Nathanael Miller, 05 January 2026
The United States reaches its 250th birthday this year.
Since 1776, we’ve gone from being a tiny, minor-league coastal republic to the greatest superpower ever seen in all of human history. We’ve expanded human rights more in the last 70 years alone than every civilization combined over the past 5,000 years (as measured by the creation of written language).
I’m marking our 250th by defending Western Culture, something that is long overdue. This doesn’t mean hiding our sins and shortcomings. No, it means that we do not define who and what we are simply by the bad, as so many anti-American Cultural Marxists want. We define ourselves by the good and the bad…and, guess what?
The good far outweighs the bad.
The first, and perhaps, most fundamental freedom Western Culture became the first to uphold is the freedom of speech. This juggernaut began during the Renaissance when scientific breakthroughs forced researchers to ask questions that the political and religious leaders didn’t want asked. By the late 17th century, the development of parliamentary governance and a constitutional monarchy in Britain began to formalize free speech as part of the “Rights of Englishmen.”
When our Founders rebelled against British tyranny (more on this in a future column), we took the next logical step. Having suffered under a government with no checks and balances, we did what had never been done in 5,000 years of human history: we designed a government from the ground up based on a written Constitution that couldn’t be easily changed based on the whims of the immediate moment. This written Constitution commanded the federal government to protect enumerated rights.
The Founding Fathers encoded free speech into the First Amendment of the new Constitution as they began working out the kinks. They saw free speech as the fundamental right upon which human freedom rests.
Think about it. Every totalitarian regime and revolution, successful or not, began by censoring speech and controlling what ideas the public was allowed to see. This censorship was done through criminalizing and severely punishing anyone who dared violate the censors. Nazi Germany, Soviet Russia, Communist China, Communist Cuba, Communist Venezuela, North Korea…they all began by forbidding certain speech.

RECORDS SHOWN:
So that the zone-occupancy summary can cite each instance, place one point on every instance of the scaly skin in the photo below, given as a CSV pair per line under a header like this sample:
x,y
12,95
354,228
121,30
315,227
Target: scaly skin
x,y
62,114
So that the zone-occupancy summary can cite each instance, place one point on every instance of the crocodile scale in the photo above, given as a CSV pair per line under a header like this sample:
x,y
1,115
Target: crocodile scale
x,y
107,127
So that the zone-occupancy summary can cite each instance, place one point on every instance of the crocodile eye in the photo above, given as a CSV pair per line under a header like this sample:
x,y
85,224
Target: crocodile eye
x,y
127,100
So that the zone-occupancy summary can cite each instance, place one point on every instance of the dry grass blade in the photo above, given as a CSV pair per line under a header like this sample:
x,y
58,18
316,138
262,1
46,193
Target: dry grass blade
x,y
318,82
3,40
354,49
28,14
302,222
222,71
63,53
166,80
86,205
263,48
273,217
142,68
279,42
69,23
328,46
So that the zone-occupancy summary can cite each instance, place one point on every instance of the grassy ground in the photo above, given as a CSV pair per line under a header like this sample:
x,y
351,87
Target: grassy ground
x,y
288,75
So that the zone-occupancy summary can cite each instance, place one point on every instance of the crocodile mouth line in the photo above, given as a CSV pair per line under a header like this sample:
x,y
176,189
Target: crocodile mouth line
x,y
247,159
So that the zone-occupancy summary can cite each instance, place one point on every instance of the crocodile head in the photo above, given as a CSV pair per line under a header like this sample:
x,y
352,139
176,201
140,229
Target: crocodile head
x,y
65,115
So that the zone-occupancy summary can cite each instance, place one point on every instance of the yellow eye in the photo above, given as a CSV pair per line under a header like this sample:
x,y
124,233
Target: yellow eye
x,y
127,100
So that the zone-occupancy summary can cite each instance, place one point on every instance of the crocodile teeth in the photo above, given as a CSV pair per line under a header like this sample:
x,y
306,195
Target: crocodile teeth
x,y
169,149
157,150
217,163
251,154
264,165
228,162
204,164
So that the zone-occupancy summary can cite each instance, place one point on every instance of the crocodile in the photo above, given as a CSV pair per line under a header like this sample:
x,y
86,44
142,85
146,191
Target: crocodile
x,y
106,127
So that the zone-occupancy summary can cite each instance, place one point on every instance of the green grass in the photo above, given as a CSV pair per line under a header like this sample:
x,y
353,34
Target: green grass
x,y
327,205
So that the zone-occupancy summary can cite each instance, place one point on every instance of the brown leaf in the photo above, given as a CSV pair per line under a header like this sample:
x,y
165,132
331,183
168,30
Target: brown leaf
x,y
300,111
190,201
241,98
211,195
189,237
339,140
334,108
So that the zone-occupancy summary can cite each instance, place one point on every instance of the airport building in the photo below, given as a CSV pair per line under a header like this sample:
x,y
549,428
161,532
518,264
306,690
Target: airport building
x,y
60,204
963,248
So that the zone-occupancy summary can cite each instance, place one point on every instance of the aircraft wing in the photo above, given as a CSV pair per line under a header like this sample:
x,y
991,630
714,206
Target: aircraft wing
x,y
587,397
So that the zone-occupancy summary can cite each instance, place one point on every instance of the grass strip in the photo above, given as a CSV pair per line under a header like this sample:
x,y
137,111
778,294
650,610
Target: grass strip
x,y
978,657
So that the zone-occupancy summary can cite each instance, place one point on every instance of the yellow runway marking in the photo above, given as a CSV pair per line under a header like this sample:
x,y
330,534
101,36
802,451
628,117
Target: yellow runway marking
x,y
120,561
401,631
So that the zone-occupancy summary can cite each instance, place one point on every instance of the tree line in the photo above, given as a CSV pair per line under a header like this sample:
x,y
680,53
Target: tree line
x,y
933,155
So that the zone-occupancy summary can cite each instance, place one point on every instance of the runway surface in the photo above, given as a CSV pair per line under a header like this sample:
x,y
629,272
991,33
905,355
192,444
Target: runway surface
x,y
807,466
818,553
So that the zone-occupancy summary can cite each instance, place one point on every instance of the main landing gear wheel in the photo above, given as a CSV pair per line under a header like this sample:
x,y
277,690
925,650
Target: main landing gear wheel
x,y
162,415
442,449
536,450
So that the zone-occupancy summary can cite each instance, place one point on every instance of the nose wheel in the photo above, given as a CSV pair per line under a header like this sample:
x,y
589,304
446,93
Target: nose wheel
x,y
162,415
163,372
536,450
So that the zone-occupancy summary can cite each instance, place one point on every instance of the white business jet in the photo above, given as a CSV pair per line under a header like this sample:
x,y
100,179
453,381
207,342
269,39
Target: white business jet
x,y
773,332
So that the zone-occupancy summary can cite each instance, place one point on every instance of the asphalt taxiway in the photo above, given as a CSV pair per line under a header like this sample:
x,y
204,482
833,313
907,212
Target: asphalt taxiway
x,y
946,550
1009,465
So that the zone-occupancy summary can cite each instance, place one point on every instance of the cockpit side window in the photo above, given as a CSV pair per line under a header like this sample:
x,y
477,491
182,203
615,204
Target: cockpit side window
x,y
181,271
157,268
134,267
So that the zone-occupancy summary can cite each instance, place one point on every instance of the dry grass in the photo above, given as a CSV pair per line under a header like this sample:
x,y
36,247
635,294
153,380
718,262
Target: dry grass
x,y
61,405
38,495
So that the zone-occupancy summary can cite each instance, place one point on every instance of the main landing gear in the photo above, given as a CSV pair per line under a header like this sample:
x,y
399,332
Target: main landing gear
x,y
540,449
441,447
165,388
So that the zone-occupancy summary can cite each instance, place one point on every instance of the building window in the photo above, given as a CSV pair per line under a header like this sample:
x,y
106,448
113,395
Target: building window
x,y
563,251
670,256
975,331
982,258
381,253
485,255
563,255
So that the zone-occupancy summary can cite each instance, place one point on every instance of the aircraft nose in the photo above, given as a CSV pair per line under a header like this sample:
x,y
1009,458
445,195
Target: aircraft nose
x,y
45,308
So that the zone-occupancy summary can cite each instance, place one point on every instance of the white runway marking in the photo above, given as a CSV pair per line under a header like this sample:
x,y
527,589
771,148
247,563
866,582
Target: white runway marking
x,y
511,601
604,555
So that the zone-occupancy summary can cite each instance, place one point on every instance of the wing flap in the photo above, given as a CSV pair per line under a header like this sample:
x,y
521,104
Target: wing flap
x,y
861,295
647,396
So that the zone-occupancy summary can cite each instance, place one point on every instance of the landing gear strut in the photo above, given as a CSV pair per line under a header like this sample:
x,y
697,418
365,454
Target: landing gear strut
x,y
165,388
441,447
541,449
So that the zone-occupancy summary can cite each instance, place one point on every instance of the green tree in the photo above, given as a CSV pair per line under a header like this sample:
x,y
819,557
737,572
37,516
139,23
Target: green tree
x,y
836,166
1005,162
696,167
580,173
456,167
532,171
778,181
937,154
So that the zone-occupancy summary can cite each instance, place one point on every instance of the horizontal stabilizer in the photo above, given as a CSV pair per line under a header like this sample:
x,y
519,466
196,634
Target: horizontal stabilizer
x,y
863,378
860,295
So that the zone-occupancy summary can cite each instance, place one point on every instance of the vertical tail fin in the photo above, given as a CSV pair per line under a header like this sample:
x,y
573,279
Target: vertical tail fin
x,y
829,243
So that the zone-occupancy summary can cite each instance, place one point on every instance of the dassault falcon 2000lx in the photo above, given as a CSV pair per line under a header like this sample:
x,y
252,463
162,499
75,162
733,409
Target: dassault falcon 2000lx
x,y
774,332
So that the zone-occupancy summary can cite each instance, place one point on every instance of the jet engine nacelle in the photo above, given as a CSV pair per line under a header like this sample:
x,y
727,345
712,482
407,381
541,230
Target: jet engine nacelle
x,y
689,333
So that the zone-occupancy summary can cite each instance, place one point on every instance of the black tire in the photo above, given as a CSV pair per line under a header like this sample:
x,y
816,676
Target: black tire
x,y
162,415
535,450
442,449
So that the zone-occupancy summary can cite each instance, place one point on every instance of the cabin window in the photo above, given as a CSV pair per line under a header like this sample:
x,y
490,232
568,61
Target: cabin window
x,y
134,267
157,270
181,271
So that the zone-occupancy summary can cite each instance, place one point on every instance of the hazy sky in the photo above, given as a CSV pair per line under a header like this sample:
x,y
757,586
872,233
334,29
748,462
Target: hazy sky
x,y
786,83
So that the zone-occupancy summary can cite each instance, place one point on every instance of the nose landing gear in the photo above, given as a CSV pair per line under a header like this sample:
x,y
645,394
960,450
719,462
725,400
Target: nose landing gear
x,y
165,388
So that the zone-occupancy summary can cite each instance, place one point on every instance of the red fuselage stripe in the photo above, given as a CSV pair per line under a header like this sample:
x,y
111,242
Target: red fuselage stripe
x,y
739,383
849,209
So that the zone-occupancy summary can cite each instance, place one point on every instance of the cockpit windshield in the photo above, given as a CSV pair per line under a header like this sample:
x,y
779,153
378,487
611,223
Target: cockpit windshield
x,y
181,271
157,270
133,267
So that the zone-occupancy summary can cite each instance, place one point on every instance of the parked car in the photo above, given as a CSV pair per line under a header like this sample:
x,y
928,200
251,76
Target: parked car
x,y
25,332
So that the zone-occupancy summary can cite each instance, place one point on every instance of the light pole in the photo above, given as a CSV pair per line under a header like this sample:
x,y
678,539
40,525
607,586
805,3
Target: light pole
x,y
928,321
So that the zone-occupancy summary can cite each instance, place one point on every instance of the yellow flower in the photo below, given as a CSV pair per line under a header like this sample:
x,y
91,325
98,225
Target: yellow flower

TASK TO COMPLETE:
Continue the column on free speech and America's 250th birthday, starting after its last sentence.

WRITTEN ANSWER:
We have fought this trend in our own nation, and I’m not talking about the legitimate tension between free speech and protecting necessarily classified or confidential information.
During the COVID pandemic, we were told masking was essential to stop the virus. When hard data from Europe and our own Centers for Disease Control emerged proving that masking was useless against an airborne pathogen like COVID, what happened? Those in control tried to censor the information because it threatened their political and cultural control. They punished speech.
Our nation was born from the trials, fires, triumphs, and foibles of Great Britain, and our written Constitution is the logical endpoint of the kind of constitutional parliamentary monarchy the U.K. has. Our very idea of free speech came from Britain.
However, today in 2026, British citizens are being arrested and prosecuted for simply hitting “like” on a social media post the government doesn’t like. British citizens are being arrested and prosecuted for speaking about basic biological facts, such as the reality that transwomen are mentally ill men suffering a tragic pathology…but are not women, even if they have to live as women in order to survive.
Go to Saudi Arabia or Indonesia, stand on a street corner, and loudly declare you support gay rights. I’m gay; if I did that, I’d get legally prosecuted at best, thrown off a roof, and killed at worst. A straight person would face…the same thing.
Go stand on a stage in Bahrain and declare that women have the right to vote, the right to own property, and the right to not wear grocery sacks covering them from head to toe, and see how long it is before you’re arrested and prosecuted.
Go to a restaurant in China and say that the Chinese Communist Party is using unwanted minorities and political dissidents for slave labor, and then hit the stopwatch button. I’m pretty sure you’ll be in custody and charged with a crime before the after-dinner coffee arrives.
Now, go stand on a stage here in Pensacola and say that President Trump is a Nazi, or that Joe Biden was a traitor who encouraged and abetted an invasion of our land. You’ll definitely get a reaction out of both sides of that debate, and it likely won’t be a very polite reaction, but you’ll be going home that night. You won’t be arrested, questioned, or charged with a crime.
Our Constitution. Our nation put this protection into the highest law in the land.
Saudi Arabia didn’t do it.
China didn’t do it.
Mexico didn’t do it.
Somalia sure as hell didn’t do.
Even Britain never did it.
The United States of America, a nation built from the foundations of Western Culture—we did it; we put it in writing that speech, even ugly speech, is protected by law.
Therefore, I present Exhibit A to support my claim that Western Culture in general, and our American culture, in particular, are superior; we Americans defied thousands of years of human political and cultural practices by granting near absolute legal protection to speech.
From that foundation eventually came the end of slavery, the right of women to vote, the right of us normal gays to live, marry, and be left the hell alone. From that foundation came such a free exchange of ideas that we Americans invented the airplane, created the polio vaccine, built the Panama Canal, and produced literary classics as deeply treasured as any European or Asian work ever was.
The United States is fast approaching its 250th birthday. It’s time we started defending Western Culture and the USA itself, because it’s the USA and Western Culture that enables us to live in the freedom and ease that we do.